> _The records_:
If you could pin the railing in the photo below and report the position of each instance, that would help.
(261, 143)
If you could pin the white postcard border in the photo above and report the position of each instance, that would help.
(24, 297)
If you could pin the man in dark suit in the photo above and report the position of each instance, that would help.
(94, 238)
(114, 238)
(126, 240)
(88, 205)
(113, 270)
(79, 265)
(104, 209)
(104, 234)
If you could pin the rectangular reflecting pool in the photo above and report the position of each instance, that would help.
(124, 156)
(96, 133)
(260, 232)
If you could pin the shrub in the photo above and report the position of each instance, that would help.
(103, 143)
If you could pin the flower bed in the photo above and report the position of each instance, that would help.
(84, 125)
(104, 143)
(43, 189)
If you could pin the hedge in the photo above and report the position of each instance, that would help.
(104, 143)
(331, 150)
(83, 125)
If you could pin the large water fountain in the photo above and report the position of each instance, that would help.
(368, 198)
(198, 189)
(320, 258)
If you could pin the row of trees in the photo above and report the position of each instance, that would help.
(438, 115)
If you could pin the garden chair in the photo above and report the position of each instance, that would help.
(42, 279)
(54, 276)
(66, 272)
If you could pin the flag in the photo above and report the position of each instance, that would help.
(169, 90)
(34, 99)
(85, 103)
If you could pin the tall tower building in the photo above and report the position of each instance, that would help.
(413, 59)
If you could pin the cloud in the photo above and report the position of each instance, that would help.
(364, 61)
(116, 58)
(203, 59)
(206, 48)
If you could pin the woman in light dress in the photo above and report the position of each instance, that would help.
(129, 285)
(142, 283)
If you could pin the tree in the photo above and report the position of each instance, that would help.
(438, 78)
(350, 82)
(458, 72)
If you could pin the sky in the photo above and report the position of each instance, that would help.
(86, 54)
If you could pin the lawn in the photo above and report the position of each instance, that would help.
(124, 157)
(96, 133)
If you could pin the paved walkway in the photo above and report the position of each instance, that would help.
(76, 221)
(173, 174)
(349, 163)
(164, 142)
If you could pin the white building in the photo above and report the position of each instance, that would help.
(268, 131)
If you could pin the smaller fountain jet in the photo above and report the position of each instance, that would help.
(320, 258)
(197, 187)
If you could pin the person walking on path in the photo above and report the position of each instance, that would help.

> _Written task_: All of the data needs to be printed once more, exactly.

> _Written solution_:
If you could pin the railing in the photo below and report the position of each instance, that would help.
(261, 143)
If you could pin the white postcard border in the photo above and report the position of each instance, that would help.
(24, 297)
If you could pin the man in dark suit in the photo above and report the position of each instance, that would help.
(94, 238)
(114, 238)
(126, 240)
(88, 205)
(113, 270)
(79, 265)
(104, 209)
(104, 234)
If you could pin the rectangular reflecting pool in the photo above and report the position of each instance, that would help.
(124, 156)
(96, 133)
(260, 232)
If you could pin the shrub in the photo above and report the position of each instance, that would help.
(103, 143)
If you could pin the flower bed in the photo above and report the position of each instance, that would help.
(84, 125)
(104, 143)
(43, 189)
If you could pin the hedge in the photo above and report the position of each instance, that would help.
(104, 143)
(331, 150)
(83, 125)
If you could pin the large water fountain in the photo above and report the position of each instance, that would help.
(368, 198)
(198, 189)
(320, 258)
If you could pin the row of trees in the photo above and report the position of each instance, that would help.
(438, 115)
If you could pin the garden chair in the photo above and report the position of each instance, that would help.
(42, 279)
(54, 276)
(66, 272)
If you could pin the flag in the photo above and report the position of each instance, that would help.
(169, 90)
(34, 99)
(85, 103)
If you could pin the tall tower building in the photo above and report the position of each instance, that would help.
(413, 59)
If you could pin the cloud in the photo above and report the position of each instance, that would help.
(364, 61)
(116, 58)
(203, 59)
(206, 48)
If you could pin the woman in light dress in the photo above and report the position of each instance, that would help.
(129, 285)
(142, 283)
If you could pin the tree in the photo above and report the position of each instance, that would help.
(438, 78)
(350, 82)
(458, 72)
If you could pin the sky in the photo above and report the position of each instance, that would help.
(86, 54)
If you could pin the lawn in the photo above and report the position of each instance, that would help.
(124, 157)
(96, 133)
If you could pin the paved walkway in the photo above and report the position of each instance, that would help.
(76, 221)
(173, 174)
(349, 163)
(164, 142)
If you could pin the white building in the photo above and report the position of each instance, that would help.
(268, 131)
If you could pin the smaller fountain jet in the photo above and report the position of each instance, that would help.
(320, 258)
(197, 187)
If you could pin the person walking on path in the photo above and report the position of each instance, that would help.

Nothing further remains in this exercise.